_Work to be completed:_
Convert every line of the records below into a Markdown table with the columns No. and Text, numbering the rows and skipping blank lines. Leave the pictures out.

* * *

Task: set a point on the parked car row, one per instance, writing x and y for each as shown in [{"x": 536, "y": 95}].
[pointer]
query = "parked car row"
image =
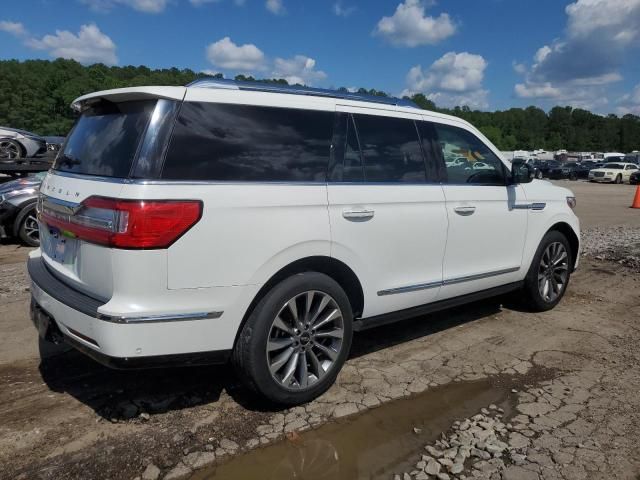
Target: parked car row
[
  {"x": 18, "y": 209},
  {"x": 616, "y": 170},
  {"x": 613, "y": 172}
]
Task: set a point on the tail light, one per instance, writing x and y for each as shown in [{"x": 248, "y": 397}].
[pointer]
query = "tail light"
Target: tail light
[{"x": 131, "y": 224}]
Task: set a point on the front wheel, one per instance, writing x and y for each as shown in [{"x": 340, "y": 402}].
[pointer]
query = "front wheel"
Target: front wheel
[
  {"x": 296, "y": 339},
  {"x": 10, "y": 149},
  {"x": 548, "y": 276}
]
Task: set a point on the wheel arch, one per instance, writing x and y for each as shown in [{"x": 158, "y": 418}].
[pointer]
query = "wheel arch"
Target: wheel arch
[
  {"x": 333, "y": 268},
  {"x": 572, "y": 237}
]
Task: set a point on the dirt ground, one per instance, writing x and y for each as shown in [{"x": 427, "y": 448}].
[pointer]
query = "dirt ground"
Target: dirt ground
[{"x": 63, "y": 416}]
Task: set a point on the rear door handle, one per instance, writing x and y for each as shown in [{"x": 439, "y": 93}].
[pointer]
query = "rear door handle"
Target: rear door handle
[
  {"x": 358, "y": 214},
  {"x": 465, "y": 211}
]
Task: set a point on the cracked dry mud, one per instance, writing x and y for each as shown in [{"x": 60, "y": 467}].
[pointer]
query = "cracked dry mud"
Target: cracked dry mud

* * *

_Result:_
| No. | Text |
|---|---|
| 1 | Task: set a point on the parked car row, one per instance, writing x and y for each as shown in [{"x": 536, "y": 95}]. |
| 2 | [pointer] |
| 3 | query = "parked car row" |
| 4 | image = |
| 5 | Target: parked car row |
| 6 | [ |
| 7 |   {"x": 18, "y": 209}, |
| 8 |   {"x": 616, "y": 170}, |
| 9 |   {"x": 613, "y": 172} |
| 10 | ] |
| 11 | Task: set a point on the tail light, one per instance, writing x and y for each as shown in [{"x": 248, "y": 397}]. |
| 12 | [pointer] |
| 13 | query = "tail light" |
| 14 | Target: tail light |
| 15 | [{"x": 131, "y": 224}] |
| 16 | Task: set a point on the front wheel, one per instance, writing x and y for each as shown in [{"x": 340, "y": 402}]. |
| 17 | [pointer] |
| 18 | query = "front wheel" |
| 19 | Target: front wheel |
| 20 | [ |
| 21 |   {"x": 296, "y": 339}, |
| 22 |   {"x": 10, "y": 149}, |
| 23 |   {"x": 548, "y": 276} |
| 24 | ] |
| 25 | Task: set a point on the wheel arch, one per instance, writing x and y for each as shown in [{"x": 158, "y": 418}]. |
| 26 | [pointer] |
| 27 | query = "wheel arch" |
| 28 | Target: wheel arch |
| 29 | [ |
| 30 |   {"x": 333, "y": 268}, |
| 31 |   {"x": 572, "y": 237} |
| 32 | ] |
| 33 | Task: set a point on the dirt ground, one per instance, writing x and y for each as shown in [{"x": 427, "y": 448}]. |
| 34 | [pointer] |
| 35 | query = "dirt ground" |
| 36 | Target: dirt ground |
| 37 | [{"x": 63, "y": 416}] |
| 38 | Task: set a point on the rear door handle, one per instance, writing x and y for each as shown in [{"x": 439, "y": 93}]. |
| 39 | [pointer] |
| 40 | query = "rear door handle" |
| 41 | Target: rear door handle |
| 42 | [ |
| 43 |   {"x": 358, "y": 214}, |
| 44 |   {"x": 465, "y": 211} |
| 45 | ] |
| 46 | Task: set a point on the cracked dry mud, one per instance, writing x and y for each as shown in [{"x": 60, "y": 467}]. |
| 47 | [pointer] |
| 48 | query = "cracked dry mud" |
| 49 | Target: cracked dry mud |